YOUR TASK
Output each record in full, exactly as it stands.

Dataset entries
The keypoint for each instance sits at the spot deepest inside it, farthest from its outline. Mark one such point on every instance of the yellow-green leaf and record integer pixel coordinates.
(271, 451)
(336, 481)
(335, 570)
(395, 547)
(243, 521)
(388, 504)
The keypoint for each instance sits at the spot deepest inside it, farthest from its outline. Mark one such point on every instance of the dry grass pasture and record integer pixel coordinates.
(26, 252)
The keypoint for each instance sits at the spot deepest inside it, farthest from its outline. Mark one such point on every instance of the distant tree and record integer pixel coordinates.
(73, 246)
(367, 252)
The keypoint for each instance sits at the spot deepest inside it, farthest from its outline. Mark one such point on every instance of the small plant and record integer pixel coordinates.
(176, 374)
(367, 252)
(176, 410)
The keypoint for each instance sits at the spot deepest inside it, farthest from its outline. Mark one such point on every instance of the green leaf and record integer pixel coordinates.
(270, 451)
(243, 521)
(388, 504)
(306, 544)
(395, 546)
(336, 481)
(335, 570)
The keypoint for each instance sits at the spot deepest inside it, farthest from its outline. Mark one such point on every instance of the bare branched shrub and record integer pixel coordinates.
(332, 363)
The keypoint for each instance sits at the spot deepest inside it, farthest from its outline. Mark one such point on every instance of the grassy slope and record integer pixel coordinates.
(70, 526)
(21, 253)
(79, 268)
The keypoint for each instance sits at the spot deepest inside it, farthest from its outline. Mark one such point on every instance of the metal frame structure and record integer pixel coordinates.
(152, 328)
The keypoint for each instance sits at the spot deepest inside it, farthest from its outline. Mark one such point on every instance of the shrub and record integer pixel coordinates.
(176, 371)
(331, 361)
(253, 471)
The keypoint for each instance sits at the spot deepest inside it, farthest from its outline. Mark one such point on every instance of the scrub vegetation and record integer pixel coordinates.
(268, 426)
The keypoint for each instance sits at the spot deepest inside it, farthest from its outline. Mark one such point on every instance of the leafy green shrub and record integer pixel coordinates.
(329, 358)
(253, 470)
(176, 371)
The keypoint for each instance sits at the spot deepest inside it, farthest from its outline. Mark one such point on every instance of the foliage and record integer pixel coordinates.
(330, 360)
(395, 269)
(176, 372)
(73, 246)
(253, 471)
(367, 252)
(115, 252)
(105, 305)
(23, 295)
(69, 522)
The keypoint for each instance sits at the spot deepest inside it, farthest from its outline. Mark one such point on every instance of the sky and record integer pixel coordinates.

TASK OUTPUT
The keypoint for each instance sits at the spot deepest inside it, farthest from its outline. Mark one such point on every instance of the yellow-green leaf and record integer pixel coordinates.
(271, 451)
(336, 481)
(335, 570)
(395, 547)
(243, 521)
(388, 504)
The keypoint for each instance sits at the spot deepest inside it, farthest from its outline. Mark one such point on every instance of the dry grass pasture and record integer pixel coordinates.
(26, 252)
The keypoint for each instance sits at the spot deepest inside it, farthest from its outline. Mark one such point on every instance of the distant tree and record integer pixel coordinates.
(73, 246)
(367, 252)
The keypoint for each instance sits at the spot deepest inside it, farthest from its outline. Mark one such point on every instance of the small plant and record integer pixel coordinates.
(176, 374)
(367, 252)
(176, 410)
The keypoint for each instance sits at the spot deepest inside it, farthest from its outline. Mark one such point on every instance of the green leaf and record integer pixel coordinates.
(270, 451)
(243, 521)
(388, 504)
(306, 544)
(395, 546)
(336, 481)
(335, 570)
The keypoint for each instance sits at the spot deepest inside it, farthest from its outline. Mark one such point on every instance of the bare branched shrub and record integer pixel coordinates.
(332, 363)
The keypoint for each instance sits at the spot deepest inside it, farthest from its outline. Mark one such point on every instance of the grassy slope and record integer pixel coordinates.
(70, 526)
(21, 253)
(79, 268)
The keypoint for each instance sits at the spot deepest inside it, farthest from its outline. Mark one such point on every instance of the metal frame structure and record integer pixel coordinates.
(152, 328)
The keypoint for each instance sits at the spot deepest inside it, farthest from its outline. Mark one such point on every instance of the shrub and record integer pixel coordinates.
(176, 371)
(331, 361)
(253, 471)
The keypoint for each instance sits at the spot deepest inside it, farthest from its outline. Mark one such point on every instance of the scrub vegetation and record integer pixel coordinates.
(268, 426)
The keypoint for each instance sits at the spot deepest inside it, farthest from its outline. Mark one such point on every instance of the leafy green shrub and record integer pixel coordinates.
(329, 358)
(253, 470)
(176, 371)
The keypoint for each instance sits at the spot deepest inside it, farthest from its outline. Mark one such point on every instance of the foliage and record integer pixel coordinates.
(330, 360)
(395, 269)
(176, 372)
(73, 246)
(253, 471)
(367, 252)
(115, 252)
(105, 305)
(23, 295)
(69, 522)
The keypoint for each instance sits at the spot deepest inside it, farthest from its outline. Mark one such point on every instance of the sky and record integer pixel coordinates.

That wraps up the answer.